**INSTRUCTIONS TO FOLLOW:**
Copy out the material word for word, starting at its first line and ending at the line that contains "M 63 122 L 66", both ends included. Leave the pictures out of your answer.

[Dataset rows]
BEGIN

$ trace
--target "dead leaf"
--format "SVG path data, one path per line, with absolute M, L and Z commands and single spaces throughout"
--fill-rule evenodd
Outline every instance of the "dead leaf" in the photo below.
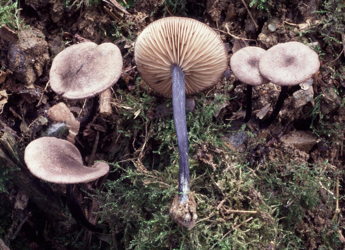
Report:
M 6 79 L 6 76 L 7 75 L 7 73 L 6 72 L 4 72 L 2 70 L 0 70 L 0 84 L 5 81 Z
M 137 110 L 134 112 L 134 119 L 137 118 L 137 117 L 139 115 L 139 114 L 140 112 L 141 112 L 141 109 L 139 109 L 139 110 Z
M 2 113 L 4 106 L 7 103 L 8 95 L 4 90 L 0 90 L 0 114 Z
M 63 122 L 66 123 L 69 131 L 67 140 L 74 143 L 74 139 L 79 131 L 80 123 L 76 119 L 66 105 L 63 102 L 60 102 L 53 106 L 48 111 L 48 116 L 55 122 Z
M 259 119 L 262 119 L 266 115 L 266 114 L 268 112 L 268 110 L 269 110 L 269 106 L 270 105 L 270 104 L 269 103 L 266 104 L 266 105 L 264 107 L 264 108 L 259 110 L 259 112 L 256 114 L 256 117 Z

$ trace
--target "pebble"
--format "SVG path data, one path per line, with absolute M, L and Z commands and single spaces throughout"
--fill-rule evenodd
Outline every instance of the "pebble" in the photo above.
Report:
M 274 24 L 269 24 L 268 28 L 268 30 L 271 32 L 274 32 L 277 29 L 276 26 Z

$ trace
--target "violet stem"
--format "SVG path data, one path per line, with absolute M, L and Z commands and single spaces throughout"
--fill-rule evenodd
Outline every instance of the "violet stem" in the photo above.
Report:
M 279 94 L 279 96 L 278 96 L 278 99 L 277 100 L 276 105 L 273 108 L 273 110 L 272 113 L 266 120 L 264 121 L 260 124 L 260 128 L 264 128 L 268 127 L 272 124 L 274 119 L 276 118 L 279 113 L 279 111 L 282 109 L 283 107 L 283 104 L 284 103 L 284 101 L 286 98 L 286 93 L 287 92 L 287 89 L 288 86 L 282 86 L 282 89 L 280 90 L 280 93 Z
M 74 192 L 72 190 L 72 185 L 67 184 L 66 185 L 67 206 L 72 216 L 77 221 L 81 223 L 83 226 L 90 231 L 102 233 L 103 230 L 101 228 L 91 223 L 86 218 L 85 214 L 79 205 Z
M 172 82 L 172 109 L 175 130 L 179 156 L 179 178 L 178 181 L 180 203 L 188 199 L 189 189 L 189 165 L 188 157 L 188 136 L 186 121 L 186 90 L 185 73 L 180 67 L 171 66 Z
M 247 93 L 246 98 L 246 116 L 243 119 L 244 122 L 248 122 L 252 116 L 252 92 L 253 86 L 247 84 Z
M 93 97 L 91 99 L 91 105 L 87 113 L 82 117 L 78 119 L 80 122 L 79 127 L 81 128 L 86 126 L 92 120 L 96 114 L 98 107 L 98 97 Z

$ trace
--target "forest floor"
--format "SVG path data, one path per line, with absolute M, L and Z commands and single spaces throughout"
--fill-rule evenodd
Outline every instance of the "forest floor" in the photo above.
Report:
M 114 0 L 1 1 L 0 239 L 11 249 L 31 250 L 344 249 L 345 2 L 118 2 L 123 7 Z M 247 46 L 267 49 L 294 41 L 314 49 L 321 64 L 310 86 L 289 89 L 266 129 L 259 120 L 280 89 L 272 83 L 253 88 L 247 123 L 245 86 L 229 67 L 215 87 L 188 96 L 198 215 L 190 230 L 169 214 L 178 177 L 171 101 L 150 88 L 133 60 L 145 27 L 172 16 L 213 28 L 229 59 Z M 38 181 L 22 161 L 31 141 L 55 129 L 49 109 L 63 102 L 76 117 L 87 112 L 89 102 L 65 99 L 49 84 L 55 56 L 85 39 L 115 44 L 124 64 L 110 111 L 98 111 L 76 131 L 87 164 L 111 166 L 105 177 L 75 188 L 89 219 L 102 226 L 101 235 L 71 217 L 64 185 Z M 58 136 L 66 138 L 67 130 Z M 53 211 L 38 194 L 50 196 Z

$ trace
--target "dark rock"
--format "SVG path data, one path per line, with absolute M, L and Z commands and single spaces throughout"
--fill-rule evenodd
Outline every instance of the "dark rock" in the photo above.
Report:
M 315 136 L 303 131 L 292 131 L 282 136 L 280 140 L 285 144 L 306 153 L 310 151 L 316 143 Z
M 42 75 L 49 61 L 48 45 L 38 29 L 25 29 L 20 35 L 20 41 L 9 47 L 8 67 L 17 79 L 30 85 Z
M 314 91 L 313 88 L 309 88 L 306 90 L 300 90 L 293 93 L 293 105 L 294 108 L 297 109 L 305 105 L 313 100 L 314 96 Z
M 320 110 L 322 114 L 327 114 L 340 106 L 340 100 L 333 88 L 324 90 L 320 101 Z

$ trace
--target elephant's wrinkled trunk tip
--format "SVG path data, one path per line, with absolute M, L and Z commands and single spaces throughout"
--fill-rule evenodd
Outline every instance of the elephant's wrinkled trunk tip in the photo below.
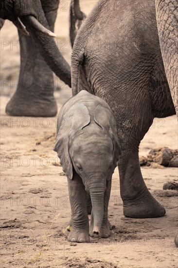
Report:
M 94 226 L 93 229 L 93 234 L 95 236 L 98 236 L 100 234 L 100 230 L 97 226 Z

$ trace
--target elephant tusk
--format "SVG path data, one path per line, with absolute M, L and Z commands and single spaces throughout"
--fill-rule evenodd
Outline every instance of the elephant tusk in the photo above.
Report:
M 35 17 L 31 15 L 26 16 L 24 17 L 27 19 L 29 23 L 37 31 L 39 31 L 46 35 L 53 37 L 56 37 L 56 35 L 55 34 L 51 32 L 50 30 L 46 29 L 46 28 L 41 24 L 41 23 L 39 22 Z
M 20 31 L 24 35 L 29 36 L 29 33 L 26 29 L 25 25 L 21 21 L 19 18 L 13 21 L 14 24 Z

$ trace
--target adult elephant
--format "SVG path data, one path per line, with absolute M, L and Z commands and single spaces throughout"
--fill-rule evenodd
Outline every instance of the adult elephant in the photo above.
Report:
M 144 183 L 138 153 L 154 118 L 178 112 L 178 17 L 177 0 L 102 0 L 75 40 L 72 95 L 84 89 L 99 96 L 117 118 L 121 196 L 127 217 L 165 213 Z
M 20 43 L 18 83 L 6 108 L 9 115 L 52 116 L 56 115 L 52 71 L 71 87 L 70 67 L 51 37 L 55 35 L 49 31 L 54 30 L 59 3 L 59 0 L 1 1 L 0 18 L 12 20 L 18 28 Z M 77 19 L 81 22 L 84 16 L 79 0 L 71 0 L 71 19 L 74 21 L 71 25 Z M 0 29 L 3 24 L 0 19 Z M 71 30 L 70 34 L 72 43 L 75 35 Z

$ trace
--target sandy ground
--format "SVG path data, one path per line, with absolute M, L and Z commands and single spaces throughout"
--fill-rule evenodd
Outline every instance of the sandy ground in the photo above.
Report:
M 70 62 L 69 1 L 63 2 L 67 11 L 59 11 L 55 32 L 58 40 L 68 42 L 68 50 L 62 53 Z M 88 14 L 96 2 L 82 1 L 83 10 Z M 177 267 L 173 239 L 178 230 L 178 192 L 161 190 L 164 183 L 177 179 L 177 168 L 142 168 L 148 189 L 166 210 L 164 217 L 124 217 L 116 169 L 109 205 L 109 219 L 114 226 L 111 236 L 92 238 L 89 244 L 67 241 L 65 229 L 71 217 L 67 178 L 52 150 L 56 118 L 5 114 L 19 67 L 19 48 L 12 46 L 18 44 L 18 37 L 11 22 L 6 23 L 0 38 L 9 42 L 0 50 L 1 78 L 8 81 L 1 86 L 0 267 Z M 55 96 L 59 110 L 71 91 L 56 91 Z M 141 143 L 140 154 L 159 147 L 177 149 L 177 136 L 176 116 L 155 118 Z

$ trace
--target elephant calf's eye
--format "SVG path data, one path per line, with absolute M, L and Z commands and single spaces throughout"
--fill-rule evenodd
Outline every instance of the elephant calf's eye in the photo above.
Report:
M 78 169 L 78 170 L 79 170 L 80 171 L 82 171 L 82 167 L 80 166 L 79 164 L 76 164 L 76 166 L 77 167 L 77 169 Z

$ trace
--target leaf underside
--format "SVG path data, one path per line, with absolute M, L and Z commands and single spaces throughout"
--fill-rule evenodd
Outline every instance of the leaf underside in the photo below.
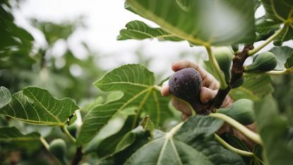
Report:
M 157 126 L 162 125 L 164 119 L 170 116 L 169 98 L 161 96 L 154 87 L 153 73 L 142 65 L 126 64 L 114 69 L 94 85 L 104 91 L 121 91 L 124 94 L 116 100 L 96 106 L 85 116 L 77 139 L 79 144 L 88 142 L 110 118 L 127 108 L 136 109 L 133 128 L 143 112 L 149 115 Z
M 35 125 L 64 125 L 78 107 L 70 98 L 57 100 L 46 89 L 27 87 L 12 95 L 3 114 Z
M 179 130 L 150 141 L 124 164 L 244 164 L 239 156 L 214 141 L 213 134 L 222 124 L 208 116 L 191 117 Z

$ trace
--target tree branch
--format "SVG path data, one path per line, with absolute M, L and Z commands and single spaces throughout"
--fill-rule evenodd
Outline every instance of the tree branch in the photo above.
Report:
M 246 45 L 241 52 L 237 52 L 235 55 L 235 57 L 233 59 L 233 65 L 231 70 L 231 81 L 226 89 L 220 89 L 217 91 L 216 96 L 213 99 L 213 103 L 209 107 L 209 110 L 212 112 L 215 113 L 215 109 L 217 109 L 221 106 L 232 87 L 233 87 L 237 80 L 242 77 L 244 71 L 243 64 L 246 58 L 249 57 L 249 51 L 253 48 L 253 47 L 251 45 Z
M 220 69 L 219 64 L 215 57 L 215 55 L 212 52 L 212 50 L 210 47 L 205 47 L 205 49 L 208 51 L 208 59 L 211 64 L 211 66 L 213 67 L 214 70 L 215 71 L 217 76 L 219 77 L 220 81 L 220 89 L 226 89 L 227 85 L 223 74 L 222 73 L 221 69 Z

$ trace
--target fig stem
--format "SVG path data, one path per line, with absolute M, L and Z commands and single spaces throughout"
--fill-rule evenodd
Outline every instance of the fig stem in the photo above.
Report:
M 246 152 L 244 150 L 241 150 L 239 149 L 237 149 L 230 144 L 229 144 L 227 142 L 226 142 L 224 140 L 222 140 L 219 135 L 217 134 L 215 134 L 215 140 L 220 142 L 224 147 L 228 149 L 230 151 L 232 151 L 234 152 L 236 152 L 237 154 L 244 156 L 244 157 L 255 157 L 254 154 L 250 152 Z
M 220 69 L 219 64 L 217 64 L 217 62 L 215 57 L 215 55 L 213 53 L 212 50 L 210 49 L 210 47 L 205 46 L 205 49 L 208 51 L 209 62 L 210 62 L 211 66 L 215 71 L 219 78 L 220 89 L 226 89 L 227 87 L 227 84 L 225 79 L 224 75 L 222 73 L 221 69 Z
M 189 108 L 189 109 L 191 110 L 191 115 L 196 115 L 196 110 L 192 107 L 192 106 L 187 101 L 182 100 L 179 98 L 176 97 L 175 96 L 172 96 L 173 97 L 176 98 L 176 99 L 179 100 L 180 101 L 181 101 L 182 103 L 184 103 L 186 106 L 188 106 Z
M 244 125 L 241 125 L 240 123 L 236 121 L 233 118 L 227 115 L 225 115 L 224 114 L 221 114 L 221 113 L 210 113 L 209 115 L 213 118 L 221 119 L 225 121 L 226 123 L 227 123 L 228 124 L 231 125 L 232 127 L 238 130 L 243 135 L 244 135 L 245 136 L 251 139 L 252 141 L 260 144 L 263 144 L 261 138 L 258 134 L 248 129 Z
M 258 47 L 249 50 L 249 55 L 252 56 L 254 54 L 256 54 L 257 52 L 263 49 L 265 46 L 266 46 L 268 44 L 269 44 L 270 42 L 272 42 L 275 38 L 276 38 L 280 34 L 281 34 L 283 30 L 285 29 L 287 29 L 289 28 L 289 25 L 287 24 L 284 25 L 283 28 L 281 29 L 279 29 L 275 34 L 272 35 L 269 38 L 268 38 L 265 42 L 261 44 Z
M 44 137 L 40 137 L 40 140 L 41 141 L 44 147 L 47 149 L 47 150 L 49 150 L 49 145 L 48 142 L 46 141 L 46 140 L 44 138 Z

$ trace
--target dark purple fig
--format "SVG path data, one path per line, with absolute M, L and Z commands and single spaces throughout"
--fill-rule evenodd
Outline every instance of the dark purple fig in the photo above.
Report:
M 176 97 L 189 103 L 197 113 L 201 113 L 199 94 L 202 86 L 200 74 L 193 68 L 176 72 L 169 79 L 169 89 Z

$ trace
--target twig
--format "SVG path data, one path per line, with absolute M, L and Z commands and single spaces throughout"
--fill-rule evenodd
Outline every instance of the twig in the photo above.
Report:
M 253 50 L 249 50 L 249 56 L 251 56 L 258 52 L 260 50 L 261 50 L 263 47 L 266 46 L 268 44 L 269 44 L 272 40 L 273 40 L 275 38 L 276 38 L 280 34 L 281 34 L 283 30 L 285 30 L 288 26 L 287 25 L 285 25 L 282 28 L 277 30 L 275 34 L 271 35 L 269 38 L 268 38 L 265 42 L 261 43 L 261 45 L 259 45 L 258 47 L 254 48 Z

END

**TASK OUTPUT:**
$ trace
--target "dead leaf"
--format "SVG path data, one path per line, with absolute M, L and Z commands and single spaces throughout"
--fill-rule evenodd
Outline every instance of the "dead leaf" in the photo below.
Report:
M 6 79 L 6 76 L 7 75 L 7 73 L 6 72 L 4 72 L 2 70 L 0 70 L 0 84 L 5 81 Z
M 137 110 L 134 112 L 134 119 L 137 118 L 137 117 L 139 115 L 139 114 L 140 112 L 141 112 L 141 109 L 139 109 L 139 110 Z
M 2 113 L 4 106 L 7 103 L 8 95 L 4 90 L 0 90 L 0 114 Z
M 63 122 L 66 123 L 69 131 L 67 140 L 74 143 L 74 139 L 79 131 L 80 123 L 76 119 L 66 105 L 63 102 L 60 102 L 53 106 L 48 111 L 48 116 L 55 122 Z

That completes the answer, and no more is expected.